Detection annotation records
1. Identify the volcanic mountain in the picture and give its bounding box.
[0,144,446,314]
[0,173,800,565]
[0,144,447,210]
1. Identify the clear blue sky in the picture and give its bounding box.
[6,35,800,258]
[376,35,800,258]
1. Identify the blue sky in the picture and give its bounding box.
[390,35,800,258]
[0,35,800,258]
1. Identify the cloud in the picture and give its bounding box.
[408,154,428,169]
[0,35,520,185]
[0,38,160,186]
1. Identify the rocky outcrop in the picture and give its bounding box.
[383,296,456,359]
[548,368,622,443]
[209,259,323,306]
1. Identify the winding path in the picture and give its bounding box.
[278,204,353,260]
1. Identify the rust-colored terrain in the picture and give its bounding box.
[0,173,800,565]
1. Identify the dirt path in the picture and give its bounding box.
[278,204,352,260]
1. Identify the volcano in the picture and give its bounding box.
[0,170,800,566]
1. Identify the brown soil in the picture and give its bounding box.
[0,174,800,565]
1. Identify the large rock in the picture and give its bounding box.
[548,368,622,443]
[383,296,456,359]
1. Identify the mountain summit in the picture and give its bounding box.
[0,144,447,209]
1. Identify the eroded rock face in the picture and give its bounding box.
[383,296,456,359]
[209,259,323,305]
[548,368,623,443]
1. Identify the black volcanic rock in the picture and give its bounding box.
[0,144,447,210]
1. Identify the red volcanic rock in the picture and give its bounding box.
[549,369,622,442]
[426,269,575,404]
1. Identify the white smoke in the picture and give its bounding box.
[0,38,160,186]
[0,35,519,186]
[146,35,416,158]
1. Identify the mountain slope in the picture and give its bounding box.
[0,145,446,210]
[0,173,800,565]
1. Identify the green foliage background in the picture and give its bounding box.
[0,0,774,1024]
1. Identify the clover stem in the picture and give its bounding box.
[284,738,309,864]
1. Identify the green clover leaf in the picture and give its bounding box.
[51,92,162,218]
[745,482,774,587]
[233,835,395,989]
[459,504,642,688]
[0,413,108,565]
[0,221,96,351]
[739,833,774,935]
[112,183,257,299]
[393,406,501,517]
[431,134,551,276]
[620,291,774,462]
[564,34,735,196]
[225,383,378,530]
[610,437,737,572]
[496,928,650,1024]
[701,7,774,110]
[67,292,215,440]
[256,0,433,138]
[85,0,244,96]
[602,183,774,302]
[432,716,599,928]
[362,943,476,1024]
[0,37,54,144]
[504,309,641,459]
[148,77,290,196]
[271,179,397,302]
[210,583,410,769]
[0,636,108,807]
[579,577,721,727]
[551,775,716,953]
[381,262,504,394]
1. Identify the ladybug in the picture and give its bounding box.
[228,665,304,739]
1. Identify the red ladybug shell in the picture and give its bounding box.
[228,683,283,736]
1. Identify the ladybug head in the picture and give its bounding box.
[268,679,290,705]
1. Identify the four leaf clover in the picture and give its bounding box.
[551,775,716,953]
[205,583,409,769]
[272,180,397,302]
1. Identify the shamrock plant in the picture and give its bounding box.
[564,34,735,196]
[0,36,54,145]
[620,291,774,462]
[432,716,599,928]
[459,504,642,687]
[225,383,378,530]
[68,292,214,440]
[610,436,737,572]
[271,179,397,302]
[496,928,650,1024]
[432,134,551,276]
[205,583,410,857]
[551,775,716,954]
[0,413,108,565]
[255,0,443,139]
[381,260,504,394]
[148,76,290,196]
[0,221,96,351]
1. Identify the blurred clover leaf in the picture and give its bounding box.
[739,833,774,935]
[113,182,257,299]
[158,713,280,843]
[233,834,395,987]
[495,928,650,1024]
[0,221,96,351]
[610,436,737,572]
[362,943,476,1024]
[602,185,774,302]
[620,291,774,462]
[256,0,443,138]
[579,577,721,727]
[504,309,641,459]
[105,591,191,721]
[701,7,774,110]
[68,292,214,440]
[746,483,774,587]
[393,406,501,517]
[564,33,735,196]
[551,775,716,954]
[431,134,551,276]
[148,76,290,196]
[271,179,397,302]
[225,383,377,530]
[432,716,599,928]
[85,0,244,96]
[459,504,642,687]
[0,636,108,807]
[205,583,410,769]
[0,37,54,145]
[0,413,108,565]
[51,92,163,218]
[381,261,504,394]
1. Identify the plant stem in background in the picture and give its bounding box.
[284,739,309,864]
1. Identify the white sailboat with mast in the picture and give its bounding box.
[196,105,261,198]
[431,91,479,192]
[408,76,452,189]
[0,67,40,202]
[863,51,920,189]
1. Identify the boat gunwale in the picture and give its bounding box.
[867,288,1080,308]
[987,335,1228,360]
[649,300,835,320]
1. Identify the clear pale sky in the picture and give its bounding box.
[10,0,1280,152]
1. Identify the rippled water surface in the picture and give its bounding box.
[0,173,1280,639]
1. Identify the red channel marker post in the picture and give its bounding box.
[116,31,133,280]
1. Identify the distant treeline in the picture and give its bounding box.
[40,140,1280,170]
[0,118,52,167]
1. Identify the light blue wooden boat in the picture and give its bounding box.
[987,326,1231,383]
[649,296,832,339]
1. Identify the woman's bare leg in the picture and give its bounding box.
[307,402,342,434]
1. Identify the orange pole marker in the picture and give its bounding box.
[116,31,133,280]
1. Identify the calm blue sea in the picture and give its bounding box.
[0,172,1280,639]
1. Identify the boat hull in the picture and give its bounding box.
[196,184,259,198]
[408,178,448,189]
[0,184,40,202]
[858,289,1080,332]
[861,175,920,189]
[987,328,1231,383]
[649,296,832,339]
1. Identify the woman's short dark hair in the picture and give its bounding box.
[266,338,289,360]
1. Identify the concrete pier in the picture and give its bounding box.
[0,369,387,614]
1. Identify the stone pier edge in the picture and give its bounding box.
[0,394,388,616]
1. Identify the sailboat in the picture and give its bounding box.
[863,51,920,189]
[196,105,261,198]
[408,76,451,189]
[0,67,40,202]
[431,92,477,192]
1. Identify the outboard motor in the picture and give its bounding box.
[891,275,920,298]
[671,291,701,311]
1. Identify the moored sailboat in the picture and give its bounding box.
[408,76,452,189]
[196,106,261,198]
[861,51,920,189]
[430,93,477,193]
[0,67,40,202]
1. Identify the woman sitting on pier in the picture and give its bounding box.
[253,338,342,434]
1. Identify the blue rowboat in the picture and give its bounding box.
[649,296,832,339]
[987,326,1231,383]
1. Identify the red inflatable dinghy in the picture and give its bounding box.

Exercise |
Transcribe the entire listing above verbatim, from its first line to its last.

The reply |
1. Identify the volcanic mountain in the picture and give its bounding box.
[0,144,446,314]
[0,173,800,565]
[0,144,447,210]
1. Identify the clear blue sky in the picture and give its bounding box.
[6,35,800,258]
[376,35,800,258]
1. Identify the blue sky in the picture and give its bounding box.
[390,35,800,258]
[0,35,800,258]
1. Identify the cloud in the picture and give its bounding box.
[408,154,428,169]
[0,35,520,185]
[0,38,160,186]
1. Identify the rocky outcrop in the picture and give its bounding box.
[383,296,456,359]
[548,368,622,443]
[209,259,323,306]
1. Identify the winding path in the picture and give its bounding box.
[278,204,353,260]
1. Identify the rust-colored terrain in the picture and give its bounding box.
[0,173,800,565]
1. Identify the dirt path in the picture and give its bounding box.
[278,204,352,260]
1. Identify the volcano in the picture and give its bounding box.
[0,170,800,566]
1. Identify the brown soil in the picture and give its bounding box.
[0,174,800,565]
1. Identify the large rock in the picture and give its bounding box.
[548,368,622,443]
[383,296,456,359]
1. Identify the mountain summit in the picture and give its bounding box.
[0,144,447,209]
1. Identify the eroded rock face in the picture and give its bounding box.
[383,296,456,359]
[209,259,323,305]
[548,368,623,443]
1. Identify the black volcanic rock in the picture and give its bounding box.
[0,144,447,210]
1. Identify the red volcanic rock in the picture and give its bounding box.
[549,369,622,442]
[426,269,575,404]
1. Identify the white smoke in the picture and give its bounding box.
[0,38,160,186]
[0,35,519,186]
[146,35,416,158]
1. Identify the mountain slope in the picture and give its bounding box.
[0,145,446,210]
[0,173,800,565]
1. Identify the green foliage background in the picture and give its bounding box.
[0,0,774,1024]
1. Identify the clover stem in the picture and give its bounding box.
[284,738,309,864]
1. Identify the green clover leaf in the picture and give its bounding box.
[51,92,162,218]
[745,482,774,587]
[233,835,395,989]
[459,504,642,688]
[0,413,108,565]
[0,221,96,351]
[739,833,774,935]
[112,183,257,299]
[393,406,501,517]
[431,134,551,276]
[620,291,774,462]
[564,34,735,196]
[225,383,378,530]
[610,437,737,572]
[496,928,650,1024]
[701,7,774,110]
[67,292,215,440]
[256,0,433,138]
[85,0,244,96]
[602,183,774,302]
[432,716,599,928]
[362,943,476,1024]
[0,37,54,144]
[504,309,641,459]
[148,77,290,196]
[271,179,397,302]
[210,583,410,769]
[0,636,108,807]
[579,577,721,727]
[551,775,716,953]
[381,262,504,394]
1. Identify the ladybug in the picture and give its bounding box.
[228,665,304,739]
1. Identify the red ladybug shell in the picture and give its bounding box.
[228,683,283,736]
1. Identify the ladybug head in the picture and give its bounding box.
[268,679,290,705]
1. Identify the four leaf clover in the picture and give its bounding box.
[551,775,716,953]
[205,583,409,769]
[272,180,397,302]
1. Identify the shamrock plant in the picture and give its bounding box.
[564,34,735,196]
[0,36,54,145]
[620,291,774,462]
[432,716,599,928]
[459,504,642,687]
[225,383,378,530]
[68,292,214,440]
[610,436,737,572]
[271,179,397,302]
[496,928,650,1024]
[432,134,551,276]
[205,583,410,857]
[551,775,716,954]
[0,413,108,565]
[255,0,443,139]
[381,260,504,394]
[148,76,290,196]
[0,221,96,351]
1. Identify the blurred clover leaf in the picture and give its bounding box.
[739,833,774,935]
[113,182,257,299]
[158,713,280,843]
[233,834,395,987]
[495,928,650,1024]
[0,221,96,351]
[610,436,737,572]
[362,943,476,1024]
[602,185,774,302]
[620,291,774,462]
[256,0,443,138]
[579,577,721,727]
[504,309,641,459]
[105,591,191,721]
[701,7,774,110]
[68,292,214,440]
[746,483,774,587]
[393,406,501,517]
[564,33,735,196]
[551,775,716,954]
[431,134,551,276]
[148,76,290,196]
[271,179,397,302]
[225,383,377,530]
[432,716,599,928]
[85,0,244,96]
[459,504,642,687]
[0,636,108,807]
[205,583,410,769]
[0,37,54,145]
[0,413,108,565]
[51,92,163,218]
[381,261,504,394]
1. Identify the plant stem in background in the picture and give its bounding box.
[284,739,309,864]
1. Identify the white sailboat with mast in the picture and give its bounding box.
[196,105,261,198]
[431,91,479,192]
[408,76,452,189]
[0,67,40,202]
[863,51,920,189]
1. Identify the boat gunwale in the picture and give its bounding box.
[867,288,1080,308]
[987,335,1228,360]
[649,300,835,320]
1. Identify the clear pale sky in the picture and give its bounding box.
[10,0,1280,152]
1. Identify the rippled water surface in the picture and give its bounding box.
[0,173,1280,639]
1. Identify the red channel marker post in the picture and give its bounding box.
[116,31,133,280]
1. Identify the distant treeline in the picture and give its bounding box.
[40,140,1280,170]
[0,118,52,167]
1. Identify the light blue wooden boat in the picture and give its bounding box.
[987,326,1231,383]
[649,296,832,339]
1. Identify the woman's bare leg in the picture and give its bounding box.
[307,402,342,434]
1. Identify the orange pole marker in the picture and give its bounding box.
[116,31,133,280]
1. Identify the calm blue sea in the picture and give its bounding box.
[0,172,1280,639]
1. Identify the boat hull in the picture and give its bounding box.
[196,184,259,198]
[408,178,448,189]
[0,184,40,202]
[858,289,1080,332]
[861,175,920,189]
[987,328,1231,383]
[649,296,832,339]
1. Identify the woman's short dark hair in the picture and give its bounding box.
[266,338,289,360]
1. Identify the concrete pier in the picture and give its bounding box.
[0,369,387,614]
1. Identify the stone pier edge in the picture and give its bounding box.
[0,394,388,616]
1. Identify the sailboat in the picture and give its bounding box.
[863,51,920,189]
[196,105,261,198]
[408,76,451,189]
[0,67,40,202]
[431,92,477,192]
1. Identify the outboard motor in the picture and give its bounding box.
[891,275,920,298]
[671,291,701,311]
1. Identify the moored sailboat in the picture and give its bounding box.
[408,76,452,189]
[196,106,261,198]
[861,51,920,189]
[430,93,477,193]
[0,67,40,202]
1. Identify the woman sitting on pier in the picture and give its bounding box.
[253,338,342,434]
1. Identify the blue rowboat in the picture and give its bounding box.
[649,296,832,339]
[987,326,1231,383]
1. Identify the red inflatable dinghy in the picture and give its bounding box.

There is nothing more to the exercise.